### Exercise task
Repeat the listing below in full, exactly as it stands.

### Dataset rows
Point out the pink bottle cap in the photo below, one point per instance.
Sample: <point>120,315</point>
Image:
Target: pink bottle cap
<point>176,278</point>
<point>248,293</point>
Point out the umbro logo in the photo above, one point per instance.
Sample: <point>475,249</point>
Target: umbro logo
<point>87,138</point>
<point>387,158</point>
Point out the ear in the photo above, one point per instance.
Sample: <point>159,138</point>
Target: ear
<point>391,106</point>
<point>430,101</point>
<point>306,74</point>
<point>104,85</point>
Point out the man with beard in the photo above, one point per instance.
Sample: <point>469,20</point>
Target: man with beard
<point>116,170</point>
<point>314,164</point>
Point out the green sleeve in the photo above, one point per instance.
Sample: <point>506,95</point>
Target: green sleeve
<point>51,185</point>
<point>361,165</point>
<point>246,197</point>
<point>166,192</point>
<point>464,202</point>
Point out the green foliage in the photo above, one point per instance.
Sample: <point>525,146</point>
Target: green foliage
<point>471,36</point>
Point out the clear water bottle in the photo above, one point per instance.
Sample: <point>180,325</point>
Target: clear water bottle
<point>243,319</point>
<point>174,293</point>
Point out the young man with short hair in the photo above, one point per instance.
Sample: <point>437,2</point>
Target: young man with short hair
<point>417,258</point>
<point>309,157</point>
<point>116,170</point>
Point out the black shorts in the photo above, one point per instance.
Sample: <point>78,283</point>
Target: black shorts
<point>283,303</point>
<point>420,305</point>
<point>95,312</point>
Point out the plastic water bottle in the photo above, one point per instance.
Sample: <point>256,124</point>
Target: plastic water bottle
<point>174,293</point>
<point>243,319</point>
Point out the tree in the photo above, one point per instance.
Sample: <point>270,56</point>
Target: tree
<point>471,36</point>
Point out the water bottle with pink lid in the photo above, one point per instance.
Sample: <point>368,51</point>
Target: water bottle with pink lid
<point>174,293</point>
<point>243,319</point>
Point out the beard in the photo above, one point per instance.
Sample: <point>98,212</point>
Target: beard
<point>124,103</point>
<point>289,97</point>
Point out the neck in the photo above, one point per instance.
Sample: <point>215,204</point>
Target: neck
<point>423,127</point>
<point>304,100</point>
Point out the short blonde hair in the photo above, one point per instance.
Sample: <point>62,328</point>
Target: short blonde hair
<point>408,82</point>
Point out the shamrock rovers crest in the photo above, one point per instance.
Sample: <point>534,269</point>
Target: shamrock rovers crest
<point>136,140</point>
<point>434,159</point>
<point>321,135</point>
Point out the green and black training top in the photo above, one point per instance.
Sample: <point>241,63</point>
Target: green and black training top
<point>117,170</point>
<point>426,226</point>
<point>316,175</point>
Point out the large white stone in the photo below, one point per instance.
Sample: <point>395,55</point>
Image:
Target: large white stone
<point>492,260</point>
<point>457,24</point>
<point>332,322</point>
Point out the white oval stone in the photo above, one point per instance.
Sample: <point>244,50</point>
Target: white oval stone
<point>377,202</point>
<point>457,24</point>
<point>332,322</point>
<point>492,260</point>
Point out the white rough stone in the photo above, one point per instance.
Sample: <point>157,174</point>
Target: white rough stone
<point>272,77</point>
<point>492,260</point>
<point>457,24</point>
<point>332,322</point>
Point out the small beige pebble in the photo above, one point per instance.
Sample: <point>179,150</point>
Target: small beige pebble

### Written response
Point out the pink bottle cap in the photo below, one point per instance.
Sample: <point>120,315</point>
Image:
Target: pink bottle cap
<point>176,278</point>
<point>248,293</point>
Point out the umbro logo in the photo above, one point per instance.
Sample: <point>475,249</point>
Target: umbro logo
<point>87,138</point>
<point>387,158</point>
Point out the ear in the photo above, one point per instance.
Sample: <point>159,138</point>
Target: ear
<point>391,106</point>
<point>430,101</point>
<point>306,74</point>
<point>104,85</point>
Point out the man with beard in the photo above, one point per instance.
Sample: <point>469,20</point>
Target: man with beard
<point>116,170</point>
<point>314,164</point>
Point out the green sleeve in the photo above, one point per instance.
Sample: <point>506,95</point>
Target: green sleeve
<point>51,185</point>
<point>361,165</point>
<point>246,197</point>
<point>166,192</point>
<point>464,202</point>
Point out the green foliage in the photo above, one point per instance.
Sample: <point>525,146</point>
Target: green foliage
<point>471,36</point>
Point out the clear water bottle in the photo above, one point per instance.
Sample: <point>180,325</point>
Target: clear water bottle
<point>243,319</point>
<point>174,293</point>
Point out the young man with short hair in the photo above, one point per instance.
Sample: <point>437,2</point>
Target: young man with short hair
<point>417,258</point>
<point>309,157</point>
<point>116,170</point>
Point out the black shorts in the photo above, one point per instance.
Sample: <point>78,283</point>
Target: black shorts
<point>283,303</point>
<point>420,305</point>
<point>95,312</point>
Point out the plastic water bottle in the photo above, one point per instance.
Sample: <point>256,124</point>
Target: plastic water bottle
<point>174,293</point>
<point>243,319</point>
Point out the tree in the photo above, one point per instance.
Sample: <point>270,56</point>
Target: tree
<point>471,36</point>
Point out the water bottle with pink lid in the photo above, one point per instance.
Sample: <point>368,51</point>
Target: water bottle with pink lid
<point>174,293</point>
<point>243,319</point>
Point out the beard in the photo above, one point per instance.
Sample: <point>98,212</point>
Target: beard
<point>124,103</point>
<point>289,97</point>
Point out the neck in the photo above, one point per instance.
Sample: <point>215,204</point>
Target: neck
<point>423,127</point>
<point>304,100</point>
Point out the short blonde hair in the photo above, one point per instance.
Sample: <point>62,328</point>
Target: short blonde hair
<point>408,82</point>
Point out the shamrock rovers crest in the photo above, one point per instance.
Sample: <point>534,269</point>
Target: shamrock rovers crest
<point>136,140</point>
<point>434,159</point>
<point>321,135</point>
Point out the green and black training top in the photo above, one point per instance.
Sample: <point>241,63</point>
Target: green and black training top
<point>117,170</point>
<point>426,226</point>
<point>316,175</point>
Point out the large white stone in the photo below, one point per instance.
Sample: <point>395,55</point>
Image:
Target: large white stone
<point>492,260</point>
<point>457,24</point>
<point>332,322</point>
Point out the white oval stone in the photo above, one point per instance.
Sample: <point>244,50</point>
Target: white oval stone
<point>377,202</point>
<point>457,24</point>
<point>332,322</point>
<point>492,260</point>
Point out the white rough stone in the photo above, one point per instance.
Sample: <point>157,174</point>
Target: white rough stone
<point>272,77</point>
<point>492,260</point>
<point>457,24</point>
<point>332,322</point>
Point out the small beige pebble in the photo above, one point per instance.
Sample: <point>179,150</point>
Target: small beige pebble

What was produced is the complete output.